COSA SERVE → Nel brano sul Venezuela riportato qui sotto, riproduci fedelmente tutto il testo da "Per la verità" fino a "della sua storia.".

BRANO DELL'ESERCIZIO →

Per la verità - come segnalato da diversi osservatori internazionali - si tratta di una lettura piuttosto ampia del testo di legge. Eppure ha incontrato ampio favore popolare, consensi e riconoscimenti da un gran numero di governi, quello degli Stati Uniti in primis, non da quello italiano più di recente.

Anche la situazione politica ha il suo peso specifico in questo, ma una fetta importante del sostegno interno a Guaidó - e della relativa opposizione a Maduro - deriva da un’emergenza prima di tutto umanitaria e sociale, che esula in un certo senso dagli schieramenti e i leader in gioco; nasce piuttosto dal desiderio di un cambio di rotta che muova dalla quotidianità del Paese, al momento nel pieno della crisi peggiore della sua storia.

Il sistema sanitario è al collasso, omicidi ed episodi di criminalità non fanno praticamente più notizia, mancano medicine e cibo, l’inflazione va verso il 10.000 per cento quest’anno secondo il Fondo Monetario Internazionale e da diverse settimane è tornata, a distanza di 25 anni dall’ultima comparsa, la difterite.

Una situazione che di recente Bret Stephens del New York Times ha etichettato come “la catastrofe socialista”, talmente grave che a questo punto il Venezuela rappresenta una sempre più incombente minaccia anche per i Paesi limitrofi.

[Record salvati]
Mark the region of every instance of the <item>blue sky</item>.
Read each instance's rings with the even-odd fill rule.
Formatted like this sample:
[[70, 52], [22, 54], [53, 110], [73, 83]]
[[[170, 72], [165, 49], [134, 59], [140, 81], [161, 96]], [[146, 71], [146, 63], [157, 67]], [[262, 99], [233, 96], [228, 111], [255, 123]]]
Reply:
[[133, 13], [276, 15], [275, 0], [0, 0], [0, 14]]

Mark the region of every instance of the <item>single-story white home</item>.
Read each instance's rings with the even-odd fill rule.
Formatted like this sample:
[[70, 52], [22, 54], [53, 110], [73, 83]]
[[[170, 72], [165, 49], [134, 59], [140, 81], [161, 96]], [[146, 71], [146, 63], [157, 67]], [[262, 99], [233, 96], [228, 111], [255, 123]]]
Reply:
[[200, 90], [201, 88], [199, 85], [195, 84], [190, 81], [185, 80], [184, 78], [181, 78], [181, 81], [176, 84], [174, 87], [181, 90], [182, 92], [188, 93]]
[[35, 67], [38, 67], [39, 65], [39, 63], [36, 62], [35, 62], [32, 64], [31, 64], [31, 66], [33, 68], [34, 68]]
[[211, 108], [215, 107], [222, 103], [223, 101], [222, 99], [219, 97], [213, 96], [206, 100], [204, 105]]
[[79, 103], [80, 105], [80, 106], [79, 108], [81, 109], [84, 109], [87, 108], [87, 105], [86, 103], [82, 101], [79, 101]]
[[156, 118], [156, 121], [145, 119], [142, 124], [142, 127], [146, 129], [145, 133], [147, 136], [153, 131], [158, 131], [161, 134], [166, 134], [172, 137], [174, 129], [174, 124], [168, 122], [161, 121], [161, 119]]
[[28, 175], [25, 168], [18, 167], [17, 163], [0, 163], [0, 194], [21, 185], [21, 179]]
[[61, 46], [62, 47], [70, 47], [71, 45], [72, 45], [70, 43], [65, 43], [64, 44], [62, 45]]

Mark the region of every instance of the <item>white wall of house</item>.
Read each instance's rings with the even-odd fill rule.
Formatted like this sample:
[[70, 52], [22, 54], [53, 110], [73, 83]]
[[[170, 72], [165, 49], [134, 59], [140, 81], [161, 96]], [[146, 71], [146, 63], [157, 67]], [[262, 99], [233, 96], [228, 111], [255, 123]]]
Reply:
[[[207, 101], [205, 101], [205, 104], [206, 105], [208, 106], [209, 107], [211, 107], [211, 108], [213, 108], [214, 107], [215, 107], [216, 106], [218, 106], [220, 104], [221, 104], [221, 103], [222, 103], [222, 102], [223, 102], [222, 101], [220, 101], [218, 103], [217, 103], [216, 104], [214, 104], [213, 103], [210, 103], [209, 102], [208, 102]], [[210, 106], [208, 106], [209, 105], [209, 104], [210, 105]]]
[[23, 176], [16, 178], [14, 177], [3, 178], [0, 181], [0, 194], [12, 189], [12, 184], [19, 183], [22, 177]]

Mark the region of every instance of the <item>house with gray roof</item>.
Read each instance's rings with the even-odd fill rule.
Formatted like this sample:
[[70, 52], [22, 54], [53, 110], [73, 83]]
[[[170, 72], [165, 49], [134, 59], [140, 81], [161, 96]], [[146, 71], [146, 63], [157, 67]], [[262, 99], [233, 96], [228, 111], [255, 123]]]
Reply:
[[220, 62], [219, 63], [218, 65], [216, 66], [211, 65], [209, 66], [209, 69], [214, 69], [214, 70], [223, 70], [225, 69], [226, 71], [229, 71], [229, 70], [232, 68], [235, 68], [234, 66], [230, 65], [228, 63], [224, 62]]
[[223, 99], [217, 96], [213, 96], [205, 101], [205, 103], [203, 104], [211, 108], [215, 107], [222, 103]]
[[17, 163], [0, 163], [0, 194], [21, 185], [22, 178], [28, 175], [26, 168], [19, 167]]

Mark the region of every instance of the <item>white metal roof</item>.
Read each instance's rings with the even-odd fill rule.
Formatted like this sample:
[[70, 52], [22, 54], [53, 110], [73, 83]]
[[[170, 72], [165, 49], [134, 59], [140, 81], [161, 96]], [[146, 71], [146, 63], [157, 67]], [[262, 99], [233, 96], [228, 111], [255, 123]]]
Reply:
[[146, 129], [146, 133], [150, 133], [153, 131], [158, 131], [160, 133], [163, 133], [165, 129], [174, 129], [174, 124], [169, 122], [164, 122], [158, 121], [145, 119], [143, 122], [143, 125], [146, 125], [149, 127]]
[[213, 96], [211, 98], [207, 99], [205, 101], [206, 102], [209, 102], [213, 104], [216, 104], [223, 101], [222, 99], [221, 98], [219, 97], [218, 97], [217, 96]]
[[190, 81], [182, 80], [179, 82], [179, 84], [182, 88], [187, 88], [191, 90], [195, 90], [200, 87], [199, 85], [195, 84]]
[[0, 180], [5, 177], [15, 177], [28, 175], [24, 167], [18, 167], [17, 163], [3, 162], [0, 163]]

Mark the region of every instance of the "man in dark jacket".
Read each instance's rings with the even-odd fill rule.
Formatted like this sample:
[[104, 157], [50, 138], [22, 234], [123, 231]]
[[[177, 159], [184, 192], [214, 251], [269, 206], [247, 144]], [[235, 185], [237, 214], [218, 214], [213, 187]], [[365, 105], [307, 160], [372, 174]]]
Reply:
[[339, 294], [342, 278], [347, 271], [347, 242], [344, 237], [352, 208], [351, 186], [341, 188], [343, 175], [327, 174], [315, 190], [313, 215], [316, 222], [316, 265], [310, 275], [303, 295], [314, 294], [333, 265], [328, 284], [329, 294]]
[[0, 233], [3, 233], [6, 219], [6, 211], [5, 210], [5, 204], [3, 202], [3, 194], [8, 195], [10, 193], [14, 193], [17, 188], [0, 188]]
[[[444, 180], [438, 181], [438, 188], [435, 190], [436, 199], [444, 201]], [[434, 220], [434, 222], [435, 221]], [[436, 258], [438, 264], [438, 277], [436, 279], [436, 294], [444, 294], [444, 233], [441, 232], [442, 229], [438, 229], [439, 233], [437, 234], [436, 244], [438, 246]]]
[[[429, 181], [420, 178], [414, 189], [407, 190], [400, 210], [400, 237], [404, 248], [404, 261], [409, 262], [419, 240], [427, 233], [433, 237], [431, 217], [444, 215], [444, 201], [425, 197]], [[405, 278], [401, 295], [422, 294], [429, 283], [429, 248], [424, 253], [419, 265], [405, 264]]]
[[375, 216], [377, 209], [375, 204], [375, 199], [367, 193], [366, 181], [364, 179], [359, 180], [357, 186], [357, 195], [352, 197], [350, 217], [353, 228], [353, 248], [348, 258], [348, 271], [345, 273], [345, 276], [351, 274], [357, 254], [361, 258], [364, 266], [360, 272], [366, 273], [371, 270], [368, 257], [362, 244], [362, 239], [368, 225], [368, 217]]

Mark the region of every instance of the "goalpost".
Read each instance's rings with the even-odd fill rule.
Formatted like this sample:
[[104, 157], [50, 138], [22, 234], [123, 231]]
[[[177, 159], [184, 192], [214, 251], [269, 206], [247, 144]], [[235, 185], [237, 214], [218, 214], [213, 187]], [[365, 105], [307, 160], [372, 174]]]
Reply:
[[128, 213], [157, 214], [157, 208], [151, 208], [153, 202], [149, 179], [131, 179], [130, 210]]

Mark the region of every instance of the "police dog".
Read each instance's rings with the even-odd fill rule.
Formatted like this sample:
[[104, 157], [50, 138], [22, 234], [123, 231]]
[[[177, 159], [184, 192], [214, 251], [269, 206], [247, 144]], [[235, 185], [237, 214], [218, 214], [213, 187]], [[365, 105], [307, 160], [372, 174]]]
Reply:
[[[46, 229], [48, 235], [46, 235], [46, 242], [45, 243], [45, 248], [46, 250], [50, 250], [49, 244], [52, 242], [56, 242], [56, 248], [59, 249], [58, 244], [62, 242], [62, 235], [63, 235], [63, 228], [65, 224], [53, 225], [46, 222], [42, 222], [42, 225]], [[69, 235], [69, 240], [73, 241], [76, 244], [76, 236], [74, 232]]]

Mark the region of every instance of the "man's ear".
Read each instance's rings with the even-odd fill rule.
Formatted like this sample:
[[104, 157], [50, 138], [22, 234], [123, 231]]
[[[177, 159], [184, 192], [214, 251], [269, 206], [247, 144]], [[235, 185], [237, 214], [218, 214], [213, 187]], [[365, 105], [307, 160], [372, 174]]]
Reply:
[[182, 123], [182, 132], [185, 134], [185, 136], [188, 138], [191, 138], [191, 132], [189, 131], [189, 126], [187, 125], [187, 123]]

RISULTATO DEL COMPITO →
Per la verità - come segnalato da diversi osservatori internazionali - si tratta di una lettura piuttosto ampia del testo di legge. Eppure ha incontrato ampio favore popolare, consensi e riconoscimenti da un gran numero di governi, quello degli Stati Uniti in primis, non da quello italiano più di recente.

Anche la situazione politica ha il suo peso specifico in questo, ma una fetta importante del sostegno interno a Guaidó - e della relativa opposizione a Maduro - deriva da un’emergenza prima di tutto umanitaria e sociale, che esula in un certo senso dagli schieramenti e i leader in gioco; nasce piuttosto dal desiderio di un cambio di rotta che muova dalla quotidianità del Paese, al momento nel pieno della crisi peggiore della sua storia.